#### AUFGABEN
**a.** Wie viele Mitglieder des Nationalrates müssen laut dem Textabschnitt anwesend sein, damit ein Beschluss gefasst werden kann, mit dem das Vertrauen versagt wird?
**b.** Gib den Wortlaut aus dem Textabschnitt unverändert wieder, beginnend mit „Verfassungsrechtlicher Hintergrund: Gemäß“ und fortlaufend bis einschließlich „Werktag zu vertagen.“.

#### TEXTABSCHNITT
Verfassungsrechtlicher Hintergrund: Gemäß Artikel 74 Absatz 1 B-VG ist die Bundesregierung oder der betreffende Bundesminister des Amtes zu entheben, wenn der Nationalrat der Bundesregierung oder einzelnen ihrer Mitglieder durch ausdrückliche Entschließung das Vertrauen versagt. Gemäß Artikel 74 Absatz 2 B-VG ist zu einem Beschluss des Nationalrates, mit dem das Vertrauen versagt wird, die Anwesenheit der Hälfte der Mitglieder des Nationalrates erforderlich. Doch ist, wenn es die im Bundesgesetz über die Geschäftsordnung des Nationalrates festgesetzte Anzahl der Mitglieder verlangt [gemäß § 67 Absatz 1 Ziffer 1 Geschäftsordnungsgesetz 1975: ein Fünftel der Abgeordneten], die Abstimmung auf den zweitnächsten Werktag zu vertagen.

Ich vermute, dass Kurz von vornherein nicht damit gerechnet hat, dass Kickl sein Ministeramt hergeben würde. Doch immerhin hat er einen Preis genannt, zu dem er bereit gewesen wäre, die Koalition mit der FPÖ fortzusetzen. Das war taktisch nicht ganz ungeschickt: Denn durch dieses Angebot, das der Regierungspartner nach seiner Logik vielleicht nur ablehnen konnte, hat der Bundeskanzler Kompromissbereitschaft beziehungsweise guten Willen signalisiert.

Wahrscheinlich argwöhnt oder weiß Kurz, dass es in der Causa Ibiza noch zu weiteren Enthüllungen kommt. Die Befürchtung von Johann Gudenus, dass noch nicht veröffentlichtes ihn kompromittierendes Material existiert, mag die Beunruhigung des Regierungschefs untermauern. Je mehr zusätzliche Belastungsmomente auftauchen, umso mehr wird sich auch in FPÖ-affinen Kreisen die Empörung über die illegalen Methoden der Informationsbeschaffung zugunsten eines Ekels vor den dokumentierten Inhalten verflüchtigen.

#### BEREITGESTELLTE DATENSÄTZE

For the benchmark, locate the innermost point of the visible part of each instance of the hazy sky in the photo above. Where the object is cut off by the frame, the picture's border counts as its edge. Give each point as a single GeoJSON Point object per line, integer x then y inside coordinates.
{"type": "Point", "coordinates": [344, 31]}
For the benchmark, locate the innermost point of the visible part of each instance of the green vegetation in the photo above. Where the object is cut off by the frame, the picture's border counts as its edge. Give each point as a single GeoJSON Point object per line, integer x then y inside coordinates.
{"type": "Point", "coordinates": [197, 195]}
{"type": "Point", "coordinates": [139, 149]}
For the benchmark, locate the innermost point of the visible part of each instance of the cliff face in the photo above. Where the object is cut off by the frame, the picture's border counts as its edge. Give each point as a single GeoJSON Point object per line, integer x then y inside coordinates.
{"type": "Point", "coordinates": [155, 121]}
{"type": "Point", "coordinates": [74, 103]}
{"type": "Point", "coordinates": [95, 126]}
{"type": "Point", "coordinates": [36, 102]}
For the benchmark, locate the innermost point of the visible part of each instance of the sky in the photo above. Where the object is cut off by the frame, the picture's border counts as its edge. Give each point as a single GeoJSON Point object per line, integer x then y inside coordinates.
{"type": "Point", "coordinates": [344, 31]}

#### LÖSUNGEN DER AUFGABEN
**a.** Die Hälfte der Mitglieder des Nationalrates.

**b.**
Verfassungsrechtlicher Hintergrund: Gemäß Artikel 74 Absatz 1 B-VG ist die Bundesregierung oder der betreffende Bundesminister des Amtes zu entheben, wenn der Nationalrat der Bundesregierung oder einzelnen ihrer Mitglieder durch ausdrückliche Entschließung das Vertrauen versagt. Gemäß Artikel 74 Absatz 2 B-VG ist zu einem Beschluss des Nationalrates, mit dem das Vertrauen versagt wird, die Anwesenheit der Hälfte der Mitglieder des Nationalrates erforderlich. Doch ist, wenn es die im Bundesgesetz über die Geschäftsordnung des Nationalrates festgesetzte Anzahl der Mitglieder verlangt [gemäß § 67 Absatz 1 Ziffer 1 Geschäftsordnungsgesetz 1975: ein Fünftel der Abgeordneten], die Abstimmung auf den zweitnächsten Werktag zu vertagen.